Transcribe every entry word for word, leaving out all images.
====
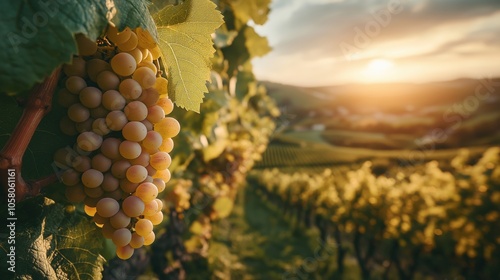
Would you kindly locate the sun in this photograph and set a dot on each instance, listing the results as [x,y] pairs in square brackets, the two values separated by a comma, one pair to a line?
[378,70]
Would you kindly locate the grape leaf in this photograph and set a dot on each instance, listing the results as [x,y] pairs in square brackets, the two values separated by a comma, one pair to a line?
[38,35]
[51,243]
[256,10]
[184,33]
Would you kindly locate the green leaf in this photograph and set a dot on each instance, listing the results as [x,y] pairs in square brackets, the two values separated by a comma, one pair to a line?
[184,33]
[38,36]
[256,10]
[51,243]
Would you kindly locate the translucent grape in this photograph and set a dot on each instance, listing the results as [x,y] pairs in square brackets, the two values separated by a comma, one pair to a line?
====
### Result below
Would you kindly locate the sun in this photograph and set a dot on each instance, listing the results as [x,y] pairs in square brackets, the two values separated by a comma, one pair to a line?
[378,70]
Would you kindly locate the grape leaf in this photograph and set a dot on each instance, listing the results as [x,y] pairs in square brackets, the two values separated by a comma, one pair to a line?
[38,35]
[51,243]
[256,10]
[184,33]
Would you kindly locate the green leaf in this photograph and set a dot on each instance, listing the results as [x,y] pairs in square brackets, the two values separated by a comma, one pair to a line?
[184,33]
[38,36]
[256,10]
[51,243]
Would you kindly locate the translucent grape in this photograph and set a dot on each instance, listing the results as [x,y] pairs in square brackets, the two values separated by a comma, one pair to a line?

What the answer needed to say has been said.